[Data for processing Boundary: Start]

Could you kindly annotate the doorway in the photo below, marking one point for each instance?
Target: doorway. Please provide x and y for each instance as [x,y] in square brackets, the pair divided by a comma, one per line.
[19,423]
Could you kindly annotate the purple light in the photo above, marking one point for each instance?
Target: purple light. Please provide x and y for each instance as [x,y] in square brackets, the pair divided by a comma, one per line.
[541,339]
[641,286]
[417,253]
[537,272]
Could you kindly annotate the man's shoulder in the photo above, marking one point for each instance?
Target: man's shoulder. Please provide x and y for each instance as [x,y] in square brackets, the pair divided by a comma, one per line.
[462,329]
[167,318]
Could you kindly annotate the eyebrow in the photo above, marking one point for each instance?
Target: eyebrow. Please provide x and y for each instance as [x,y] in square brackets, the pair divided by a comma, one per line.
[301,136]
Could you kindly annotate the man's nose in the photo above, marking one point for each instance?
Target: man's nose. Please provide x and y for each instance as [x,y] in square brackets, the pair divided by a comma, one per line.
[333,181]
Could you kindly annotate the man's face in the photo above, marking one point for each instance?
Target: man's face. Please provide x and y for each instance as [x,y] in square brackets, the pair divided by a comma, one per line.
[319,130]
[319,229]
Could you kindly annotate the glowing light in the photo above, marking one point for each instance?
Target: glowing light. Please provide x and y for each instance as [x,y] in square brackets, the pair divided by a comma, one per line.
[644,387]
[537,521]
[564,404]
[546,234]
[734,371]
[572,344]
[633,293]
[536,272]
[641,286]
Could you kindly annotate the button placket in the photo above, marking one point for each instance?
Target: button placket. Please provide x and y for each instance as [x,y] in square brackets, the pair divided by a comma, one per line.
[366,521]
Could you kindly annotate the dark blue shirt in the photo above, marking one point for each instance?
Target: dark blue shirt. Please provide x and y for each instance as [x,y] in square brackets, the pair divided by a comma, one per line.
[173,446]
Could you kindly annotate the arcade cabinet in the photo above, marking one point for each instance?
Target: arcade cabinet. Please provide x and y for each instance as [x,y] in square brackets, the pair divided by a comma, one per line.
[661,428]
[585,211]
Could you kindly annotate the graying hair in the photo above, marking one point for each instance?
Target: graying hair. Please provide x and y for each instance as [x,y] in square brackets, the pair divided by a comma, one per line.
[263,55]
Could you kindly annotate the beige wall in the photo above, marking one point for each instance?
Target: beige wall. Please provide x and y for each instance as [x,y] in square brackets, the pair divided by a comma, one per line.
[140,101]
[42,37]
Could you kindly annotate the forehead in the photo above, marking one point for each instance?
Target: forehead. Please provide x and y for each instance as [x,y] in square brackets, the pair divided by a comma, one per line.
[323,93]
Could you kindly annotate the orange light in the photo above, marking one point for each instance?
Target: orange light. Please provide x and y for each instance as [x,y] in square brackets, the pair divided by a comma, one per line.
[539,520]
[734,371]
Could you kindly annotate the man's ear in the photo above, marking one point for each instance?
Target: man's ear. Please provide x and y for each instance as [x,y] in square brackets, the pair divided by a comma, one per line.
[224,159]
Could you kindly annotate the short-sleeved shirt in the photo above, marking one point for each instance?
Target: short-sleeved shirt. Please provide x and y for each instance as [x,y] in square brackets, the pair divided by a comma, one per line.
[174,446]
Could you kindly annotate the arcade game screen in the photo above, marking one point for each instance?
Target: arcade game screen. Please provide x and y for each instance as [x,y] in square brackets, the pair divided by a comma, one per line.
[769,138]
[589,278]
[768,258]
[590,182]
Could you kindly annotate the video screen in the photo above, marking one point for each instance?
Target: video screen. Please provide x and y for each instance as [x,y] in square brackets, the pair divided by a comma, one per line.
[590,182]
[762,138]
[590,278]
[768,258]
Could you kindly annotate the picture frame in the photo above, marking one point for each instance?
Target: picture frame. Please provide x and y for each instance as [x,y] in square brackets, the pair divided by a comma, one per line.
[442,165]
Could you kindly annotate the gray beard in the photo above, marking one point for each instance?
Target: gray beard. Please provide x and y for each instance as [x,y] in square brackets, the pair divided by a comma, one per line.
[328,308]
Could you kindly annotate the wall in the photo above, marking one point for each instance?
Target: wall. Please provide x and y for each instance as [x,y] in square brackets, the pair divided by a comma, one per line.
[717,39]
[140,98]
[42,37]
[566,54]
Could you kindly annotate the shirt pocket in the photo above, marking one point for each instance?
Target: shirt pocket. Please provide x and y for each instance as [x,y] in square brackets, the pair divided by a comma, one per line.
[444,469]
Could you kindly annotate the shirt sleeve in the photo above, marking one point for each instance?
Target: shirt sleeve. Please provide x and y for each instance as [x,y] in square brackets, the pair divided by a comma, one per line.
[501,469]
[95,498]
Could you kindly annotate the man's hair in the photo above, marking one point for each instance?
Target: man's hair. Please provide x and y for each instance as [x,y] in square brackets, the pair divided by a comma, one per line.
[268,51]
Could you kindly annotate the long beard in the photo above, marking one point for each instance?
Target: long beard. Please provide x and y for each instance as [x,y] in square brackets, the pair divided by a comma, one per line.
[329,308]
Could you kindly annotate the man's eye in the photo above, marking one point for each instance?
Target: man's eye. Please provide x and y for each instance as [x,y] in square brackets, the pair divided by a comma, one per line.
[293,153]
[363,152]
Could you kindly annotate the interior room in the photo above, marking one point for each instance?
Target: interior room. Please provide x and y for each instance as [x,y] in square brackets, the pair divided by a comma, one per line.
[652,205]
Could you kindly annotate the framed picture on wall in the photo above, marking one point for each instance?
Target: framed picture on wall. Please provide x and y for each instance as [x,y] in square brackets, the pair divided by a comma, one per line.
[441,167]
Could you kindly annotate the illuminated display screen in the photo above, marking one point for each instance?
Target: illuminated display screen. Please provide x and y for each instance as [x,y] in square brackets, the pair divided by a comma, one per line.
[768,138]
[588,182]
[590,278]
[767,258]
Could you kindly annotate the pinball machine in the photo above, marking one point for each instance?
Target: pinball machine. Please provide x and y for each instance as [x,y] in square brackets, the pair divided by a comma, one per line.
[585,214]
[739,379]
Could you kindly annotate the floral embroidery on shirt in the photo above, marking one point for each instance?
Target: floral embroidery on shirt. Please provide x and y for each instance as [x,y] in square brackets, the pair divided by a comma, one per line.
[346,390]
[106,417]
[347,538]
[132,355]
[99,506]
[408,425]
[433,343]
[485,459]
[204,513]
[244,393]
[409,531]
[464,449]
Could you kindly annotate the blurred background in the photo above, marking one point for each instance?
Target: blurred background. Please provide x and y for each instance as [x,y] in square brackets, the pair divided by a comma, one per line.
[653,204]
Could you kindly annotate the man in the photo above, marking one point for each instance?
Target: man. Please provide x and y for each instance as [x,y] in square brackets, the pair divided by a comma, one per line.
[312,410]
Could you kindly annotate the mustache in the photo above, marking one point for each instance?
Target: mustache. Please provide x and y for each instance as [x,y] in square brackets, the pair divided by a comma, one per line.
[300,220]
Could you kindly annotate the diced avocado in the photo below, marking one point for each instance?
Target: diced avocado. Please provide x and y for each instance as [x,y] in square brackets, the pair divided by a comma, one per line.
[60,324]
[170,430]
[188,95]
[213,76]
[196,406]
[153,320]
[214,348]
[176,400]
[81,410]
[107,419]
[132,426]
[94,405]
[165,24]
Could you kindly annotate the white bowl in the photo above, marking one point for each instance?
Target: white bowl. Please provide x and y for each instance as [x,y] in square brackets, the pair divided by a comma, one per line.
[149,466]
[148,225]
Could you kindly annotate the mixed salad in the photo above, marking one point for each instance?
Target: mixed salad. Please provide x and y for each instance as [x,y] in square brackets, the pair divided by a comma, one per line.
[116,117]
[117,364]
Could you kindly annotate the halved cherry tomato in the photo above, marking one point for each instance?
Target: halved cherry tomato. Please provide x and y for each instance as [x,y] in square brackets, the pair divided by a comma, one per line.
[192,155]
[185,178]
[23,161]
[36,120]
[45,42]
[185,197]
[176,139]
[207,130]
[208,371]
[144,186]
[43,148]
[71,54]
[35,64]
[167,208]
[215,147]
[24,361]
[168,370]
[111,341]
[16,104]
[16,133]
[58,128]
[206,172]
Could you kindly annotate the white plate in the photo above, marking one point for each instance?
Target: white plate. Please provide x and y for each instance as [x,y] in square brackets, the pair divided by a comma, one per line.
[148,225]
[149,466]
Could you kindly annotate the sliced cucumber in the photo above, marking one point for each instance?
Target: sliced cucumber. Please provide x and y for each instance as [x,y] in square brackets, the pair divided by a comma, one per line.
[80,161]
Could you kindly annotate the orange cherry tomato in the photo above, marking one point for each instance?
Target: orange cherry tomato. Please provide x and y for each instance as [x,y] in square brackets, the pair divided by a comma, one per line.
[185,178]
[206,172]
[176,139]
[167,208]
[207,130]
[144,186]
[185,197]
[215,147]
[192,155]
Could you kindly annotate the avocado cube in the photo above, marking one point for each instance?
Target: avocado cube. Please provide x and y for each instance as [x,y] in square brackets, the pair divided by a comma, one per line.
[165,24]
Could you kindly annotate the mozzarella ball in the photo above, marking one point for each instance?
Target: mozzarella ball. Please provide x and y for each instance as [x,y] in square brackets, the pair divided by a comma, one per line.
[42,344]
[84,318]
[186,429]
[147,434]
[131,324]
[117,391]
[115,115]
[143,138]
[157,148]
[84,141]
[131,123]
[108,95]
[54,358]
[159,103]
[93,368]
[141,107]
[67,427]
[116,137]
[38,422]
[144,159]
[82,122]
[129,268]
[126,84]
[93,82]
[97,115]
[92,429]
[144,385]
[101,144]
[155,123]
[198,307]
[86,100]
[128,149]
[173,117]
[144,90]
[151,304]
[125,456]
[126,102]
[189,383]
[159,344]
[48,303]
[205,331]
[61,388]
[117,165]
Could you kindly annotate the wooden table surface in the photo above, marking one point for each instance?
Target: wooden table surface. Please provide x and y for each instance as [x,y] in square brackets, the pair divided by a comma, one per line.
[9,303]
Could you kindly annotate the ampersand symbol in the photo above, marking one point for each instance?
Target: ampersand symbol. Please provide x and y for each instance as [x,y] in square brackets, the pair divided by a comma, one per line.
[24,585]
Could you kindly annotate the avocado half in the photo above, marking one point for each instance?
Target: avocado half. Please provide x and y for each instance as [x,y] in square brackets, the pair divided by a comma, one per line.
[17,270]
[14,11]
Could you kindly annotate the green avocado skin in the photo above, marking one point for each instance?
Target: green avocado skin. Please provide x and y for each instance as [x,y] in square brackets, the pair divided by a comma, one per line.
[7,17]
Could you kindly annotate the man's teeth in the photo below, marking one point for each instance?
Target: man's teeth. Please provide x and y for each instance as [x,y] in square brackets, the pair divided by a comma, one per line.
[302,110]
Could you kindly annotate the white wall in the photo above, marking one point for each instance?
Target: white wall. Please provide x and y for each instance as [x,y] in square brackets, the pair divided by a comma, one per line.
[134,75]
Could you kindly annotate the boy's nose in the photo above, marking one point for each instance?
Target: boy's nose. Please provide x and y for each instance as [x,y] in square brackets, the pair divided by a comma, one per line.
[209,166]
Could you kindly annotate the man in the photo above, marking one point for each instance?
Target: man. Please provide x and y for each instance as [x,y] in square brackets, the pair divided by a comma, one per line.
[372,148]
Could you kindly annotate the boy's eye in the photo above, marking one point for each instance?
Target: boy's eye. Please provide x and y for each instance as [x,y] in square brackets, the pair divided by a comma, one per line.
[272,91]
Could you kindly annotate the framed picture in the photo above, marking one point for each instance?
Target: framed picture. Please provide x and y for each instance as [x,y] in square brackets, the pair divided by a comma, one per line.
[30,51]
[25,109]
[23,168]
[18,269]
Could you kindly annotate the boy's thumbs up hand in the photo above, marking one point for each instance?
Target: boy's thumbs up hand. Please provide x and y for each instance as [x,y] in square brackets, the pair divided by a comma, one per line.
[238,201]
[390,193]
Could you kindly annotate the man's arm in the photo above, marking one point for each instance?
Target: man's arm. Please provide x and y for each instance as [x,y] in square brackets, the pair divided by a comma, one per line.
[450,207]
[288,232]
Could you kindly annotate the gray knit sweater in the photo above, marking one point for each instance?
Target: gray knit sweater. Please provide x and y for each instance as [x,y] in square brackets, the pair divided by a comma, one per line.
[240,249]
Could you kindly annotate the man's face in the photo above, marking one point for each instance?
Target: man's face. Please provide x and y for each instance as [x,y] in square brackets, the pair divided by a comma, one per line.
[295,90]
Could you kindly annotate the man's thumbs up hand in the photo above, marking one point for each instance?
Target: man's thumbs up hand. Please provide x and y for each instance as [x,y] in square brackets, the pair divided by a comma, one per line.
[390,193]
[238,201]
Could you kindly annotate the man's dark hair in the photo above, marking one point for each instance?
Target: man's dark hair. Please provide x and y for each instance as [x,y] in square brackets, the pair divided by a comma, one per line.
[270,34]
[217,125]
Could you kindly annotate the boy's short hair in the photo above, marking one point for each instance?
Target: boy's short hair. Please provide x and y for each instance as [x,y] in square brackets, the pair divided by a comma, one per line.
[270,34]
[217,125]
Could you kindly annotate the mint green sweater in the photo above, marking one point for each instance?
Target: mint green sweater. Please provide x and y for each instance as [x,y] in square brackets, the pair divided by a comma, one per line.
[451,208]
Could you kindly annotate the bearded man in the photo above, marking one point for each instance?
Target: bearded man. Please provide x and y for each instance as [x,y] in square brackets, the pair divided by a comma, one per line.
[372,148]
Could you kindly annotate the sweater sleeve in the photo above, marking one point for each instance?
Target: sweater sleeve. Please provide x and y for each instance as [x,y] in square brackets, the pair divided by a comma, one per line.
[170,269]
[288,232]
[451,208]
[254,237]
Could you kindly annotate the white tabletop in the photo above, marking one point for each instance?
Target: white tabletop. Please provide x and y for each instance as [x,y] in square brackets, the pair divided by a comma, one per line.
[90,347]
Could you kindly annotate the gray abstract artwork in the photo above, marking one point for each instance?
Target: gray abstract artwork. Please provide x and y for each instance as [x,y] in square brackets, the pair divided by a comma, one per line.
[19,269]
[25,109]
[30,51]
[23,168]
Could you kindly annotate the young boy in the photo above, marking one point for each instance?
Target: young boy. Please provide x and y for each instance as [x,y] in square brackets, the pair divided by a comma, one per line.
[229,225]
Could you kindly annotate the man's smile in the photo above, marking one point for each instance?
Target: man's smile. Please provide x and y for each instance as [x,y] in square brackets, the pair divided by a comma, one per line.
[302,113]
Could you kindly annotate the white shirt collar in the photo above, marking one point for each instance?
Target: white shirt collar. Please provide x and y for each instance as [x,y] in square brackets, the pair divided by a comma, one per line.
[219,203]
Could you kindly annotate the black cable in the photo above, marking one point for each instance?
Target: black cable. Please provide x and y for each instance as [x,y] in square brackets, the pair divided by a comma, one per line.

[Data for processing Boundary: End]

- **What to produce**:
In the records, find every line that has the string "below" and copy it.

- **Task answer**:
Could you kindly annotate the doorway in the photo below, marking one point for each instance?
Could you kindly annotate the diced avocado in the photo below, marking one point for each instance?
Could you kindly annotate the man's teeth in the photo below, marking one point for each instance?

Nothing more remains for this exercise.